Anticipating a legal defeat, the government proposed to amend the scope of the waiting zone. The definition of the waiting zone was further extended in 2011. Since then, ad hoc waiting zones may also be created when a group of 10 non-citizens arrives in France outside of a border crossing (for example on a beach). In this case, the waiting zone will run between places where authorities have found the non-citizens and the closest border checkpoint. Interestingly, this change in legislation was triggered by a (perceived) immigration crisis: a boat dropped off 123 refugees in Corsica in January 2010 (Jamet, 2010). These non-citizens were placed in detention centres all over the country and then released by judges as the government had not respected legal procedures. Eric Besson, then Minister of Immigration, argued that it was necessary for administrative authorities to be able to create temporary waiting zones so that irregular migrants would not abscond and wander around the Schengen area freely (Law commission, 2010).
Today, since the new law that passed in July 2015, asylum seekers arriving at airport borders may be admitted to the territory when deemed particularly vulnerable by the refugee agency. When not considered as such, unaccompanied minors seeking asylum still experience the exclusionary waiting zone regime, save in a very few cases. The Law of 29 July 2015, was adopted to incorporate two European directives of June 2013 pertaining to asylum: the Asylum Procedures Directive (CEU, 2013/32/EU) and the Reception Conditions Directive (CEU, 2013/33/EU). In 2016, the refugee agency heard 902 asylum claimants at French maritime and airport borders. Out of this number, only five were allowed into the regular refugee determination system on account of their vulnerability (OFPRA, 2017: 41–42). The vast majority of individuals in search of international protection continue to be subjected to a less protective legal framework at French airport borders.
Excised Zones: On Land and at Sea
While covering a vastly larger geographical area, the history of Australia’s excised zones holds much in common with the development of France’s port of entry waiting zones. Contemporary Australian excised zones developed over a time period that begins in the 1980s, as shown in Table 2. The first decision to excise in 2001 was precipitated by one infamous crisis episode in recent Australian history, known as the MV Tampa incident. When a Norwegian freighter rescued over 400 migrants on a ship that was in distress, Prime Minister John Howard refused to allow the Captain call at the next port of entry, Christmas Island, which is Overseas Australian Territory. Facing poor chances of re-election according to polls, Howard turned a regional rescue operation into an international incident. This was a political move to establish a hard line on border enforcement that ultimately proved successful in Howard’s re-election.
Timeline of Australian Territorial Excision, 1980–2014.
Prompted by the incident, Parliament returned and passed its first round of excision legislation, part of Australia’s ‘Pacific Solution’, retroactively declaring thousands of kilometres of Australian territory to no longer be part of Australia for the purposes of migration. The ‘not so Pacific solution’ (Magner, 2004) also involved the creation of two tiers of access to asylum in Australia. Those non-citizens intercepted or landing within excised territories would therefore have more restricted access to asylum through the entanglement of enforcement practice, law and geography. The Pacific solution involved a policy of detaining asylum seekers on islands. Those detained on Christmas Island had non-statutory access to asylum, whereas those detained on Nauru and Papua New Guinea’s Manus Island (i.e. non-Australian territory) had highly restricted access at first, and later, no access.

__STORED DATA__:
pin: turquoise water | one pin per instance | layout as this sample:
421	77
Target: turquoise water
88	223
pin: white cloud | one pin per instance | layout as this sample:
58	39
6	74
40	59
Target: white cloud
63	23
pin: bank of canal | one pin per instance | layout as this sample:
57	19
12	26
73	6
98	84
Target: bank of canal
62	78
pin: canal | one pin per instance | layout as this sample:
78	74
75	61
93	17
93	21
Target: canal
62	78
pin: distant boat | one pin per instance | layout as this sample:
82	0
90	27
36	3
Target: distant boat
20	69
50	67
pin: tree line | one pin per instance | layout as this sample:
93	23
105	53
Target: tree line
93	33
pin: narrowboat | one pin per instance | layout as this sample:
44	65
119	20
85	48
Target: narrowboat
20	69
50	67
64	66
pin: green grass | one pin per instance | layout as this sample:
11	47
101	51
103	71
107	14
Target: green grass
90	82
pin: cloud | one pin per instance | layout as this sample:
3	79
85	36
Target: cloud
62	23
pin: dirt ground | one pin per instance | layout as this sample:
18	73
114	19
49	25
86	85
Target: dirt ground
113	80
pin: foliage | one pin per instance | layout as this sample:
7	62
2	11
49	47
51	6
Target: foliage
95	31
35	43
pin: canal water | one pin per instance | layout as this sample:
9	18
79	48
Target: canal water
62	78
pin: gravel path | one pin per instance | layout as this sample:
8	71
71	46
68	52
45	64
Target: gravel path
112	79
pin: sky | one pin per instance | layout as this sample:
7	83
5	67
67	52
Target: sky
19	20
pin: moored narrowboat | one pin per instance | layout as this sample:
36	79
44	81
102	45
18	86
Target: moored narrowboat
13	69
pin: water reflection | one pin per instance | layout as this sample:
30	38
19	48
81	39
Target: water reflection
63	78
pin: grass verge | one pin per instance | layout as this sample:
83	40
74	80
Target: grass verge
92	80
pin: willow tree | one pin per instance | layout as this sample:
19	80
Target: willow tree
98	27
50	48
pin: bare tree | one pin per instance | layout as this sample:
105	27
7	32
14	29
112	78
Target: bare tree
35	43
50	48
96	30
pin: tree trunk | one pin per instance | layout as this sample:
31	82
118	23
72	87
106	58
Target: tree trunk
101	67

__EXERCISE SET__:
[1] In the stretch of the passage from "Prompted by the" through "later, no access.", replace "Parliament" with "the legislature" and write out the result.
[2] According to the passage, how many asylum claimants did the refugee agency hear at French maritime and airport borders in 2016?

__RESPONSES BY TASK__:
[1]
Prompted by the incident, the legislature returned and passed its first round of excision legislation, part of Australia’s ‘Pacific Solution’, retroactively declaring thousands of kilometres of Australian territory to no longer be part of Australia for the purposes of migration. The ‘not so Pacific solution’ (Magner, 2004) also involved the creation of two tiers of access to asylum in Australia. Those non-citizens intercepted or landing within excised territories would therefore have more restricted access to asylum through the entanglement of enforcement practice, law and geography. The Pacific solution involved a policy of detaining asylum seekers on islands. Those detained on Christmas Island had non-statutory access to asylum, whereas those detained on Nauru and Papua New Guinea’s Manus Island (i.e. non-Australian territory) had highly restricted access at first, and later, no access.

[2] 902